--- Start Data supplied ---
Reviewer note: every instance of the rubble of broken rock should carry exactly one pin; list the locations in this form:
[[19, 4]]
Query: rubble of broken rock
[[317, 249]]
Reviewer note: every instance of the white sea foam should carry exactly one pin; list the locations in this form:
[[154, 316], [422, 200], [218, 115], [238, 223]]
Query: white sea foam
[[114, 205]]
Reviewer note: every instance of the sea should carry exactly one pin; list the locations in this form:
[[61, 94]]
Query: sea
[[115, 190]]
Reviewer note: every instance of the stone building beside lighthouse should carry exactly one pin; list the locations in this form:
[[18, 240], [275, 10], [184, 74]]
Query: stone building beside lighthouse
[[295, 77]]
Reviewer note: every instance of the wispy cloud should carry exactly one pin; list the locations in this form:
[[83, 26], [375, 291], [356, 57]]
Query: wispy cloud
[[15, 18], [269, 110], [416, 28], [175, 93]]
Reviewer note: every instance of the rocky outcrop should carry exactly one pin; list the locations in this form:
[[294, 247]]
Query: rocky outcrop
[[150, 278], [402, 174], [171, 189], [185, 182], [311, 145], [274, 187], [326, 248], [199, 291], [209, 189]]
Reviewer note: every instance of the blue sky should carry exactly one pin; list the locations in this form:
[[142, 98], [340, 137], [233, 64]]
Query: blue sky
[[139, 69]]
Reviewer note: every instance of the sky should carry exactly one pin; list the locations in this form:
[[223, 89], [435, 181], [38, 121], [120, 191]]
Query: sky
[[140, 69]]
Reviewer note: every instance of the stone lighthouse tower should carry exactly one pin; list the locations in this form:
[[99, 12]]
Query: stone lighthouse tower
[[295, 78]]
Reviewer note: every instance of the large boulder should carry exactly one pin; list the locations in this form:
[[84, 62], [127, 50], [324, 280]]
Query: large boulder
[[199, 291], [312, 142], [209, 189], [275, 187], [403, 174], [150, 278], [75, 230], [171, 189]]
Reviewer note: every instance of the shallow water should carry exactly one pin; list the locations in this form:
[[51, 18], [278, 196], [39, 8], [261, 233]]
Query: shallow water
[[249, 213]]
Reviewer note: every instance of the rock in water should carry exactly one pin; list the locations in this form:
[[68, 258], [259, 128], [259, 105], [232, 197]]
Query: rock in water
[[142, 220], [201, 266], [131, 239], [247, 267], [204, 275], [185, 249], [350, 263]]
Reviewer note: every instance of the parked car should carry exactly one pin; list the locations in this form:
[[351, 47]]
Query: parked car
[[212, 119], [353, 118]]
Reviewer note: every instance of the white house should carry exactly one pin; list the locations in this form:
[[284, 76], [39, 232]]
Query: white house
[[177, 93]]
--- End Data supplied ---
Arrange the lines as a numbered list, leaving out any blank ones. Start at the line that has "Reviewer note: every instance of the sea" and stop after the line that has "[[15, 18], [269, 110], [416, 28], [175, 93]]".

▶ Finished task:
1. Reviewer note: every instance of the sea should carry exactly one pin; list the locations in this form:
2. [[61, 94]]
3. Query: sea
4. [[115, 190]]
5. Reviewer note: every instance of the stone building beside lighthouse should carry exactly one pin; list the locations in this form:
6. [[18, 240], [275, 10], [184, 74]]
7. Query: stone building beside lighthouse
8. [[295, 77]]
9. Reviewer note: every instance of the wispy cloud should carry exactly one pin; list the locations in this form:
10. [[83, 26], [375, 291], [356, 57]]
11. Query: wispy cloud
12. [[15, 18], [269, 110], [416, 28], [175, 93]]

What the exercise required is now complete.